• _WRITTEN EXERCISE_: Reproduce the lines starting with the line that contains "In this exercise you will locate the lower" and going on through the line that contains "[(85, 465)]", replacing "drop a marker" with "place a marker" and changing nothing else.

══ DATA FOR THIS EXERCISE

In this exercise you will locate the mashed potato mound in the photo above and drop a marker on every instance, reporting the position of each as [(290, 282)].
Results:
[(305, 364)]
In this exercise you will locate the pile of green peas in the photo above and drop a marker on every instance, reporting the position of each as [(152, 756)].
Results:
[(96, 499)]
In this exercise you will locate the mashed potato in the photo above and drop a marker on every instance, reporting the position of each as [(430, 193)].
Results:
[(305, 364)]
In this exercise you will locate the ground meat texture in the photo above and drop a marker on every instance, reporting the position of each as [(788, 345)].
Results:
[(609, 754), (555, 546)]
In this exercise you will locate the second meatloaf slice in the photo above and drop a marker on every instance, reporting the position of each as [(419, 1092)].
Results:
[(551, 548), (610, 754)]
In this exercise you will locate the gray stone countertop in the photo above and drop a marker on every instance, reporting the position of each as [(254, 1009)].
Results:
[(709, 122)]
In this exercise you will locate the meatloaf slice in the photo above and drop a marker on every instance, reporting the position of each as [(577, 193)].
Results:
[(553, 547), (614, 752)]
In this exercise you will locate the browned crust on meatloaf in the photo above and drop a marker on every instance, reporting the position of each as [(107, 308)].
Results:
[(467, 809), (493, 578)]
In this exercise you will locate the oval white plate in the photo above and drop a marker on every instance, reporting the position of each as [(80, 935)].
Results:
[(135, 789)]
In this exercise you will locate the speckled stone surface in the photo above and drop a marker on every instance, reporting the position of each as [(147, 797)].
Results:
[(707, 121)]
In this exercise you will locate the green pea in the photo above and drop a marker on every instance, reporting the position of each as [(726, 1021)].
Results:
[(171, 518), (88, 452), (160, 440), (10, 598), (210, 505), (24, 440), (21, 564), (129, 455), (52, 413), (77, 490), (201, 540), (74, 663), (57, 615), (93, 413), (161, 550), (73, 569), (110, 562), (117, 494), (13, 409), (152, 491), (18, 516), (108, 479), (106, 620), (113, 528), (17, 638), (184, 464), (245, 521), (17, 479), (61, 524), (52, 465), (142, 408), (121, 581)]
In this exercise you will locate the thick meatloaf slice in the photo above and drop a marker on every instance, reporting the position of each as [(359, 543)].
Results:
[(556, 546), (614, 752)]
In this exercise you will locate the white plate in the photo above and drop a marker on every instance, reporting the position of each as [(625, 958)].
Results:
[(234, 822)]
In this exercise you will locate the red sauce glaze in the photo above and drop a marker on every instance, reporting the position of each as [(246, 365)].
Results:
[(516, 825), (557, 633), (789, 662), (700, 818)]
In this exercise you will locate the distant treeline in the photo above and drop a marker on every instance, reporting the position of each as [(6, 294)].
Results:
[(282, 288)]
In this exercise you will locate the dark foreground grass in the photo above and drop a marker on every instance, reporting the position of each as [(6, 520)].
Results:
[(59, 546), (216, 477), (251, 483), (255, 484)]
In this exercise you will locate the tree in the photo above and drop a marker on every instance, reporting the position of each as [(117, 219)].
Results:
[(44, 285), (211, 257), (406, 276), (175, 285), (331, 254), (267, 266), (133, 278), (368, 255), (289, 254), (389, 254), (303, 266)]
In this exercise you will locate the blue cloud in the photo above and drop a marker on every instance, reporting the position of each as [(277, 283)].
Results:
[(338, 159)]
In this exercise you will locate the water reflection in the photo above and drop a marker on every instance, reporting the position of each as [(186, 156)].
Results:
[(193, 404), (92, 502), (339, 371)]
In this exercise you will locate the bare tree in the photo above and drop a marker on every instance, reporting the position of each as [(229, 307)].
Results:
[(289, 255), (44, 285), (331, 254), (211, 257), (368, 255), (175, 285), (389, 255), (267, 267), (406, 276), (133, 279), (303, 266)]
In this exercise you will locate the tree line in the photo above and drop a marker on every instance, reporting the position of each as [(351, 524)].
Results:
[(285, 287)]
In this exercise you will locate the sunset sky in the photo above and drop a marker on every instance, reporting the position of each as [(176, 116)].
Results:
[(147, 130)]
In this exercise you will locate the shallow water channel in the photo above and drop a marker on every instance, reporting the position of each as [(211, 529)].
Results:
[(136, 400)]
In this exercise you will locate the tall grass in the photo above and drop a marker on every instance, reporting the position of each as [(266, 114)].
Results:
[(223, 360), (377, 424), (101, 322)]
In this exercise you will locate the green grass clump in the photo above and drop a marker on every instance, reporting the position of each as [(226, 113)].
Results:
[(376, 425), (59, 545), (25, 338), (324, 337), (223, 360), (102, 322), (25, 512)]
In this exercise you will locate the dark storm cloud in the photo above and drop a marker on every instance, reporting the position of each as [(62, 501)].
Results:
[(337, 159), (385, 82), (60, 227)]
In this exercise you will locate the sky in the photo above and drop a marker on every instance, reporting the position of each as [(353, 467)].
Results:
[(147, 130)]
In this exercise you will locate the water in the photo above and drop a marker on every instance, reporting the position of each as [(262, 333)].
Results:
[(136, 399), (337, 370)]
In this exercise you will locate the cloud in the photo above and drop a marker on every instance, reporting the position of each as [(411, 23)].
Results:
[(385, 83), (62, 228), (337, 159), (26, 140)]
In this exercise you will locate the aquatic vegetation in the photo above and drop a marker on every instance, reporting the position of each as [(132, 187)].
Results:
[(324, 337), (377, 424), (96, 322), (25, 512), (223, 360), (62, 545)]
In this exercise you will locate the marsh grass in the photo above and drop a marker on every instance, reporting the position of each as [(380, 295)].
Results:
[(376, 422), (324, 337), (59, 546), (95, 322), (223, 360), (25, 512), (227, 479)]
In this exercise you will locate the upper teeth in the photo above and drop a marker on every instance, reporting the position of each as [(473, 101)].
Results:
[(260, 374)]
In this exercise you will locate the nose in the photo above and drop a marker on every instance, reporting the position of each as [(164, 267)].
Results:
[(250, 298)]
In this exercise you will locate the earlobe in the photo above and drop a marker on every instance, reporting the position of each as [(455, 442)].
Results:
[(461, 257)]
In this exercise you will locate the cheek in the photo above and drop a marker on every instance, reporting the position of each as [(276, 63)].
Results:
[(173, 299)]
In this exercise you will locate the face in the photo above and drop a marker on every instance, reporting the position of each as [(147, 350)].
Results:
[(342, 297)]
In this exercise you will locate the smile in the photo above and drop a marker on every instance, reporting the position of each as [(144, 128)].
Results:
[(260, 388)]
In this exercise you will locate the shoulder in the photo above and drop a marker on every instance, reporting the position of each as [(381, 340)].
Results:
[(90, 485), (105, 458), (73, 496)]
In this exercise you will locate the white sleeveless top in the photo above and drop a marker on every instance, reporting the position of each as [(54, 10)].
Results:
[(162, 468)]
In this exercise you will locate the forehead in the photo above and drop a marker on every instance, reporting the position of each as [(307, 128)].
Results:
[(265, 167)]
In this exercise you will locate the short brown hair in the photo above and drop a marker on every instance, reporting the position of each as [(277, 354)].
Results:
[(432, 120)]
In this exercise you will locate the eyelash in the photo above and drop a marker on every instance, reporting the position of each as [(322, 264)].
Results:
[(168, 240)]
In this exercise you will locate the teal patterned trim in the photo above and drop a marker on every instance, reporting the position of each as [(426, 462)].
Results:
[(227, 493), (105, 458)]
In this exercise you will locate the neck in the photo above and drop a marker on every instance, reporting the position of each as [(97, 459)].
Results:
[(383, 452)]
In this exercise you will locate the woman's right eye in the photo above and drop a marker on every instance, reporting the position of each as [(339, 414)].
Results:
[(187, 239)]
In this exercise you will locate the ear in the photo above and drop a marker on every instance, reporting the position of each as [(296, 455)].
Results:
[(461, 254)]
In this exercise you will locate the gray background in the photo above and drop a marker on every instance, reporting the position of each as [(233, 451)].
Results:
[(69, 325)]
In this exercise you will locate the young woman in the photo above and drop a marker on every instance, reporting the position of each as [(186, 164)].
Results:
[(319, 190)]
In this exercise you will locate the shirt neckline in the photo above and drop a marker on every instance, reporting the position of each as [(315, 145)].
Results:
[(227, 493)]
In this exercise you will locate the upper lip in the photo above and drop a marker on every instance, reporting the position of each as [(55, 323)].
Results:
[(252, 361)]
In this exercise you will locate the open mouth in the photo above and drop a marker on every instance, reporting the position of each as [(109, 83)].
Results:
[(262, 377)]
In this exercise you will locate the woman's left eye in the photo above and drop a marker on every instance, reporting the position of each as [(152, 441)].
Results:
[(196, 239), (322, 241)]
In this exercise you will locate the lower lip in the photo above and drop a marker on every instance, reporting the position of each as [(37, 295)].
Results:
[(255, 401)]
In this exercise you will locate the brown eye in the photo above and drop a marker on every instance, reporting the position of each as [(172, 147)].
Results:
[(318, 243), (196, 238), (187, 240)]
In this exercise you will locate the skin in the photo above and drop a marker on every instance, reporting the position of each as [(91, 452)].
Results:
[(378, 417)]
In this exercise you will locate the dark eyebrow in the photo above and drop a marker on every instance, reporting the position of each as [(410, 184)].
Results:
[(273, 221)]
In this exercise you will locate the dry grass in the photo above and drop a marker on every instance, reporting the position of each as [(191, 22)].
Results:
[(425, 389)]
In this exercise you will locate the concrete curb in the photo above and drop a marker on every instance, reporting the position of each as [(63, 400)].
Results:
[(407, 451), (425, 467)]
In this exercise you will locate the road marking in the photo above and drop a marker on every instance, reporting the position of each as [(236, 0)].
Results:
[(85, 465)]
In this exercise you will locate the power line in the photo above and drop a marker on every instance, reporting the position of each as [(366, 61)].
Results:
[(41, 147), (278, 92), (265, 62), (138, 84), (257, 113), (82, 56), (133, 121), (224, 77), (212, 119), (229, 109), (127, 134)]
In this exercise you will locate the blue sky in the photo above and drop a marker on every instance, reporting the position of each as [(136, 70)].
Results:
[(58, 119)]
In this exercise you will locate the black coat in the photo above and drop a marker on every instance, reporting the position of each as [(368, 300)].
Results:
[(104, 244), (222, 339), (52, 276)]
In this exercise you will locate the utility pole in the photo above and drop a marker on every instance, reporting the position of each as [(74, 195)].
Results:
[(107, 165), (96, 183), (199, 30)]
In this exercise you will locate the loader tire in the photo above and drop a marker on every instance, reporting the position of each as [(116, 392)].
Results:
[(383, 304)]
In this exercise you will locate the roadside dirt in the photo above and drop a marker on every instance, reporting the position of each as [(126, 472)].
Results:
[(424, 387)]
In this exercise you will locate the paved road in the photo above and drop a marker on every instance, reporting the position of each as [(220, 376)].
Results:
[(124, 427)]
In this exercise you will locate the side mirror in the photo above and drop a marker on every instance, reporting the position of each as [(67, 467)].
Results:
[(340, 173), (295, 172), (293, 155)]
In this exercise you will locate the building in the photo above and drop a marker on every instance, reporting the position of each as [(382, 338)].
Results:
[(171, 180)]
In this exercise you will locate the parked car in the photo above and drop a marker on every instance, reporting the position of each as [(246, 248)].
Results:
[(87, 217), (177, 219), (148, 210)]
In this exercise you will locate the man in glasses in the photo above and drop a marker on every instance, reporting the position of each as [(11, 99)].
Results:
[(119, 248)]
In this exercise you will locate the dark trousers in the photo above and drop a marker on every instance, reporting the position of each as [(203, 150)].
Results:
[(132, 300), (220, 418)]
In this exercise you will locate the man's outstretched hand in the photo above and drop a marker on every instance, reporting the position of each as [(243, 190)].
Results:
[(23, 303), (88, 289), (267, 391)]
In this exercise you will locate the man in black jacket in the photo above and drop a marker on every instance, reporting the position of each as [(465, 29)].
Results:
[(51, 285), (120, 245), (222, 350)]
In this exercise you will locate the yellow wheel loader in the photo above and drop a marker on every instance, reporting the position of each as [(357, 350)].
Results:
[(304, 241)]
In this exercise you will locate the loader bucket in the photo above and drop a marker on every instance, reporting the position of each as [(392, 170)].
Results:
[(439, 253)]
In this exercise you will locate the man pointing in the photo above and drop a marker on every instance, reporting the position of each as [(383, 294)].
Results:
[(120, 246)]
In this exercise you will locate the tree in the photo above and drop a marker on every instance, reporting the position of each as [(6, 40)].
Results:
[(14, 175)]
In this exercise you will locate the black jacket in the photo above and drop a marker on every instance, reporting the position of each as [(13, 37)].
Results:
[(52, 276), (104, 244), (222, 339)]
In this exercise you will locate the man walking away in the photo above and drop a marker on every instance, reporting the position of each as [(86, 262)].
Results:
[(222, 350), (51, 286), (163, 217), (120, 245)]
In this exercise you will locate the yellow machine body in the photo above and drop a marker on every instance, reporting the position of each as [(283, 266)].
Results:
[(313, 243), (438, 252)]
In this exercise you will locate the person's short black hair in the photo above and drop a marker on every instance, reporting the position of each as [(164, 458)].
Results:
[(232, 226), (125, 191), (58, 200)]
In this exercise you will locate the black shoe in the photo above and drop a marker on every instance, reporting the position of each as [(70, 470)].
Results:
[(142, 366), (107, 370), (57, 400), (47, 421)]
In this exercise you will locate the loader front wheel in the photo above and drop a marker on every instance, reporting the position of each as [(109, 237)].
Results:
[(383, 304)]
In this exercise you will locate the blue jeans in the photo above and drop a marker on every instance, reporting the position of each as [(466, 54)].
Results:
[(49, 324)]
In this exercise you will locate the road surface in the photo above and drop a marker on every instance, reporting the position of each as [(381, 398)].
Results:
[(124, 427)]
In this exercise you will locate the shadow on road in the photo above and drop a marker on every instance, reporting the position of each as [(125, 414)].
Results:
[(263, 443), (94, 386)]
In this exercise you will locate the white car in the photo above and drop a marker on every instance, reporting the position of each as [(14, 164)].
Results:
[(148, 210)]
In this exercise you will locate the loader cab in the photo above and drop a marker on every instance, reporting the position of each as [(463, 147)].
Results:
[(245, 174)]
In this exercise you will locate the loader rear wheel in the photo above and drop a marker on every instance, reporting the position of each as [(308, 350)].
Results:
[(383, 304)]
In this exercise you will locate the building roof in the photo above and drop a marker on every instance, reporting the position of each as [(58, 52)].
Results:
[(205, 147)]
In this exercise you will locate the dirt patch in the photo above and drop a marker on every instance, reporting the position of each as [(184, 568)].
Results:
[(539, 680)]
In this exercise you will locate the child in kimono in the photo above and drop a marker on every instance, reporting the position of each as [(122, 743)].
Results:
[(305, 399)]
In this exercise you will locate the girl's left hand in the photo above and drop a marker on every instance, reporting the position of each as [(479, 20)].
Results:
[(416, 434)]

════

• _OUTPUT_:
In this exercise you will locate the lower lip in the photo above and place a marker on every instance, reporting the position of each as [(37, 295)].
Results:
[(255, 401)]
In this exercise you will locate the brown eye in the photo above and place a marker on every instance, reporting the position of each as [(172, 147)].
Results:
[(318, 243), (196, 238), (187, 240)]
In this exercise you will locate the skin in the photo above and place a marker on every instance, reporting the position of each as [(91, 452)].
Results:
[(378, 417)]
In this exercise you will locate the dark eyebrow in the photo above and place a marker on every instance, reporting the position of each as [(410, 184)].
Results:
[(273, 221)]
In this exercise you will locate the dry grass in the photo above and place a marker on every instance, reporting the position of each as [(191, 22)].
Results:
[(425, 389)]
In this exercise you will locate the concrete curb in the photo above and place a marker on every instance, reporting the position of each as [(63, 400)].
Results:
[(407, 451), (425, 467)]
In this exercise you will locate the road marking in the photo above and place a marker on every instance, reporting the position of each as [(236, 0)].
Results:
[(85, 465)]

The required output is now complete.